# Source passage
Logistic Regression
Problem and Data
We demonstrate how to run Logistic Regression on the DBLife dataset.
The descriptions are the same as in this example.
And the dataset can be downloaded from Bismarck Download.
Running Support Vector Machine is very similar to this.
The schema of the dblife
table is as follows:
Column | Type | Modifiers --------+--------------------+------------------------------------------------------ did | integer | not null default nextval('dblife_did_seq'::regclass) k | integer[] | v | double precision[] | label | integer |
Python-Based Front-End
The spec file for this task is as given below (also available in the bin folder as sparse-logit-spec.py):
verbose = False model = 'sparse_logit' model_id = 22 data_table = 'dblife' feature_cols = 'k, v' label_col = 'label' ndims = 41270 stepsize = 0.5 decay = 0.9 is_shmem = True
The stepsize and decay values were picked for this dataset after a grid search to get minimum loss value. To invoke the training, run the following command:
python bin/bismarck_front.py bin/sparse-logit-spec.py
SQL-Based Front-End
A SQL query for training the LR model is as follows:
SELECT sparse_logit('dblife', 22, 41270, 20, 1, 0.5, 0.9, 't', 't');
The same values are input here, in addition to iteration = 20, and mu = 1. The column names are implicitly assumed here to be the same as in the given schema. An alternate SQL query with implicit default values for many of the parameters (refer Using Bismarck) is as follows:
SELECT sparse_logit('dblife', 22, 41270);
Model Application
The trained model can be applied for prediction using the sparse_logit_pred
function:
SELECT sparse_logit_init(22); CREATE TABLE dblife_pred AS SELECT did, sparse_logit_pred(22, k, v) FROM dblife; SELECT sparse_logit_clear(22);

# Direction
According to the logistic regression walkthrough, how were the stepsize and decay values in the spec file chosen? Explain in one to three sentences.

# Data excerpt
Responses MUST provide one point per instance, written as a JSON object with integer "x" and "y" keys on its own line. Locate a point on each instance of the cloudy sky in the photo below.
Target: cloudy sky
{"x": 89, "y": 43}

# Full response
The stepsize of 0.5 and decay of 0.9 were chosen for the DBLife dataset after a grid search. The search aimed to find the values that gave the minimum loss.